Short problem
Please restate the following records word for word.

Records shown
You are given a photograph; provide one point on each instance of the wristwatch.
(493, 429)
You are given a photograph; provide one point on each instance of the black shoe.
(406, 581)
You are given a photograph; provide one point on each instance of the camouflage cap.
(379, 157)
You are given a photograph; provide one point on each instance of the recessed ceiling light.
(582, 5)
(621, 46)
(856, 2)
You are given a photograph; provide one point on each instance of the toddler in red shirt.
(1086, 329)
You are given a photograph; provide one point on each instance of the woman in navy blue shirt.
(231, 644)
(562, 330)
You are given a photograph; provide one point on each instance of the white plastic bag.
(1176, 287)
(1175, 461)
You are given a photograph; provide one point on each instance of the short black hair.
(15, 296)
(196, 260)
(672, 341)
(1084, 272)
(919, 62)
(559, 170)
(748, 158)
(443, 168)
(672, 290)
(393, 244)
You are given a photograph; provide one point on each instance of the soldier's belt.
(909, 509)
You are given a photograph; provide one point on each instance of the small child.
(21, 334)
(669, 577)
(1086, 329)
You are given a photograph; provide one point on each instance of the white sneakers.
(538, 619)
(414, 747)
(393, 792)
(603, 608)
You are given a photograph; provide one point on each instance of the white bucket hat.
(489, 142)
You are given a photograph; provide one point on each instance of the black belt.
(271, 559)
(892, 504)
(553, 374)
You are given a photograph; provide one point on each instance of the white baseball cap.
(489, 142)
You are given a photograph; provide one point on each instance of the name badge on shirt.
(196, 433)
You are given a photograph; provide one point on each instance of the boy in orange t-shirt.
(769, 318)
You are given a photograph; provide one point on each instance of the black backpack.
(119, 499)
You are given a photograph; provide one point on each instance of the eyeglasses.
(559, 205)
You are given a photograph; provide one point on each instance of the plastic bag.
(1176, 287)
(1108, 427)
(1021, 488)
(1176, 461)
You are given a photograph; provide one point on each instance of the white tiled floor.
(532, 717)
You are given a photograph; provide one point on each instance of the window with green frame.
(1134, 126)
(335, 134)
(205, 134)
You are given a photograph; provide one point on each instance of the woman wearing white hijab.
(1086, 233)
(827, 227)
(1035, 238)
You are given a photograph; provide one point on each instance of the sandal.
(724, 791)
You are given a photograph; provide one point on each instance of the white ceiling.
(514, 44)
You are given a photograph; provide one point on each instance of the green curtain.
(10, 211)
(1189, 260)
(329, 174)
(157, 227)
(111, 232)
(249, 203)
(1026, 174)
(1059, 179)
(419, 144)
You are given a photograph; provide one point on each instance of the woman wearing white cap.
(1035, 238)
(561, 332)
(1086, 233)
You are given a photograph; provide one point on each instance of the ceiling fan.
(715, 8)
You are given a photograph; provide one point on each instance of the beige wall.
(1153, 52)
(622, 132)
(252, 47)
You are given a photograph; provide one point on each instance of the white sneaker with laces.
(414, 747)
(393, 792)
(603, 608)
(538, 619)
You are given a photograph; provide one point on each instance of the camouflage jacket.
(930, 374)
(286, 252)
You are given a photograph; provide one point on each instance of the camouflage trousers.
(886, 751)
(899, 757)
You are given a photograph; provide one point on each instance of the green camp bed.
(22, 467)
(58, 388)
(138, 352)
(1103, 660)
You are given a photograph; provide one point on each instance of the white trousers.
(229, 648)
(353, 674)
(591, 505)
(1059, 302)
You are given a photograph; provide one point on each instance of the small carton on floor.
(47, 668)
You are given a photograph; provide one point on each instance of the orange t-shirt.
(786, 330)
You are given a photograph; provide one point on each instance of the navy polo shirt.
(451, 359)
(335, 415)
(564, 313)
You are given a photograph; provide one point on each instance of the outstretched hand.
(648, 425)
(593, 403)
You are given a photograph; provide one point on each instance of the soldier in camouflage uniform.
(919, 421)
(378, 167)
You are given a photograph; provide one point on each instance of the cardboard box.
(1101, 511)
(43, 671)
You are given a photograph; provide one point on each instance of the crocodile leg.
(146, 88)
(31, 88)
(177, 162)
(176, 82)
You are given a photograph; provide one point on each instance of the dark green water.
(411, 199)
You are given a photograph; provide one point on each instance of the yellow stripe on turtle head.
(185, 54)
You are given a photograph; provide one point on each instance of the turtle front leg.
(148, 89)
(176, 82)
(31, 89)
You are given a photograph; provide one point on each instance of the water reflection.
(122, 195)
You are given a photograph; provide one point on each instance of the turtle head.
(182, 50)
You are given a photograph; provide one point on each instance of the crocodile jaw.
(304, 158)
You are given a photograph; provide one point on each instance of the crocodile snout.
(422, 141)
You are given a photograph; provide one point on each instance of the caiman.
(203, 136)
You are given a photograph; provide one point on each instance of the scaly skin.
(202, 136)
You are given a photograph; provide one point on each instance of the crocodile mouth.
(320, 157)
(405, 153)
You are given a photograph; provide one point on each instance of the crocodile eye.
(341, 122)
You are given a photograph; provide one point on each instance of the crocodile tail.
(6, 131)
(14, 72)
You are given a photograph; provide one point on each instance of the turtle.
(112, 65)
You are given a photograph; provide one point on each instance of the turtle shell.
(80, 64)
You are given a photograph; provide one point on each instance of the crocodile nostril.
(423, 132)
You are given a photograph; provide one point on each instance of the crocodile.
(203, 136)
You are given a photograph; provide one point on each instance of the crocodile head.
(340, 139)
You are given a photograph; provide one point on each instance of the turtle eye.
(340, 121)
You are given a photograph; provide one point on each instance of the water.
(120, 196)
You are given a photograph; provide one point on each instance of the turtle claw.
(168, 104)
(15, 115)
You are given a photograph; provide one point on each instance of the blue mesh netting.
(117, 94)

Full response
You are given a photograph; provide one point on each instance of the wristwatch.
(493, 429)
You are given a photograph; provide one point on each instance of the black shoe.
(406, 581)
You are given a photograph; provide one point on each instance of the camouflage cap.
(379, 157)
You are given a photograph; provide one point on each instance of the recessed ceiling light.
(582, 5)
(621, 46)
(856, 2)
You are given a photograph; provide one point on each instance of the toddler in red shirt.
(1086, 329)
You are given a photograph; provide one point on each instance of the woman in navy blue shirt.
(231, 644)
(562, 330)
You are given a photograph; provide one point on each instance of the white plastic bag.
(1176, 287)
(1175, 461)
You are given a photograph; provide one point on each instance of the short black hair.
(15, 296)
(196, 260)
(672, 341)
(1084, 272)
(919, 62)
(559, 170)
(748, 158)
(443, 168)
(672, 290)
(393, 244)
You are given a photograph; provide one point on each instance of the soldier's belt.
(909, 509)
You are given a photograph; provide one point on each instance of the small child.
(21, 334)
(669, 577)
(1086, 329)
You are given a photograph; provide one point on each instance of the white sneakers.
(538, 619)
(414, 747)
(393, 792)
(603, 608)
You are given a photograph; provide one point on each instance of the white bucket hat.
(489, 142)
You are given a photograph; provide one point on each instance of the black belt.
(271, 559)
(892, 504)
(553, 374)
You are given a photograph; provide one point on each instance of the white baseball cap.
(489, 142)
You are given a photograph; provide one point on each instance of the name badge on shirt.
(196, 433)
You are given a photograph; provide one point on each instance of the boy in orange t-shirt.
(769, 318)
You are given a photograph; provide one point on each instance of the black backpack.
(119, 499)
You are given a photograph; provide one point on each instance of the eyeglasses.
(559, 205)
You are given a photograph; provide one point on each instance of the plastic bag.
(1176, 287)
(1108, 427)
(1021, 488)
(1176, 461)
You are given a photograph; provide one point on each instance of the white tiled floor.
(532, 717)
You are given a photograph; provide one point on each instance of the window with green frame.
(1134, 126)
(335, 134)
(205, 134)
You are given a photograph; provide one point on each instance of the woman wearing white hijab.
(1086, 233)
(827, 227)
(1035, 238)
You are given a photograph; provide one point on each instance of the sandal.
(724, 791)
You are given a photograph; provide one point on each instance of the white ceiling.
(514, 44)
You are given a photograph; provide one point on each instance of the green curtain.
(10, 211)
(1189, 260)
(329, 174)
(157, 227)
(111, 232)
(249, 203)
(1026, 174)
(1059, 179)
(419, 144)
You are given a photograph; provide one point on each instance of the woman wearing white cap.
(1035, 238)
(561, 332)
(1086, 233)
You are given a photograph; provide one point on each instance of the ceiling fan.
(715, 8)
You are given a photograph; provide one point on each instance of the beige wall.
(1153, 52)
(622, 132)
(252, 47)
You are given a photograph; provide one point on each instance of the white sneaker with laces.
(414, 747)
(393, 792)
(603, 608)
(538, 619)
You are given a photograph; provide one point on each instance of the camouflage jacket.
(930, 374)
(286, 252)
You are given a photograph; provide one point on each instance of the camouflage trousers.
(886, 751)
(899, 757)
You are given a photograph; provide one point on each instance of the green camp bed.
(22, 467)
(58, 388)
(138, 352)
(1103, 660)
You are given a photograph; provide one point on each instance of the white trousers.
(229, 648)
(353, 674)
(591, 505)
(1059, 302)
You are given a photograph; provide one point on each instance of the small carton on floor.
(47, 668)
You are given a photograph; provide one point on each instance of the orange t-shirt.
(786, 330)
You are given a photograph; provide one point on each instance of the navy polo shirt.
(451, 359)
(335, 415)
(564, 313)
You are given a photograph; provide one point on each instance of the outstretched hand.
(648, 425)
(593, 403)
You are given a photograph; provide one point on each instance of the soldier in camouflage uniform.
(919, 421)
(378, 167)
You are given a photograph; provide one point on each instance of the cardboard box.
(1101, 511)
(43, 671)
You are given a photograph; provide one point on each instance of the crocodile leg.
(146, 88)
(31, 88)
(177, 162)
(176, 82)
You are given a photograph; provide one point on each instance of the dark green water.
(411, 199)
You are given a photograph; provide one point on each instance of the yellow stripe on turtle head.
(185, 54)
You are given a photograph; provide one point on each instance of the turtle front leg.
(148, 89)
(176, 82)
(31, 89)
You are given a photograph; provide one point on each instance of the water reflection.
(122, 195)
You are given a photograph; provide one point on each instance of the turtle head.
(182, 50)
You are given a photograph; provide one point on each instance of the crocodile jaw.
(304, 158)
You are given a photograph; provide one point on each instance of the crocodile snout.
(422, 141)
You are given a photograph; provide one point on each instance of the caiman.
(203, 136)
You are given a photograph; provide one point on each instance of the scaly skin.
(202, 136)
You are given a photograph; provide one point on each instance of the crocodile mouth.
(320, 157)
(405, 153)
You are given a photograph; provide one point on each instance of the crocodile eye.
(341, 122)
You are given a photograph; provide one point on each instance of the crocodile tail.
(6, 131)
(14, 72)
You are given a photograph; provide one point on each instance of the turtle.
(112, 65)
You are given a photograph; provide one point on each instance of the turtle shell.
(80, 64)
You are given a photograph; provide one point on each instance of the crocodile nostril.
(423, 132)
You are given a photograph; provide one point on each instance of the crocodile.
(203, 136)
You are given a photograph; provide one point on each instance of the crocodile head.
(340, 139)
You are given a photograph; provide one point on each instance of the turtle eye.
(340, 121)
You are given a photograph; provide one point on each instance of the water.
(120, 196)
You are given a photograph; provide one point on each instance of the turtle claw.
(168, 104)
(15, 115)
You are given a photograph; provide one point on each instance of the blue mesh netting.
(117, 94)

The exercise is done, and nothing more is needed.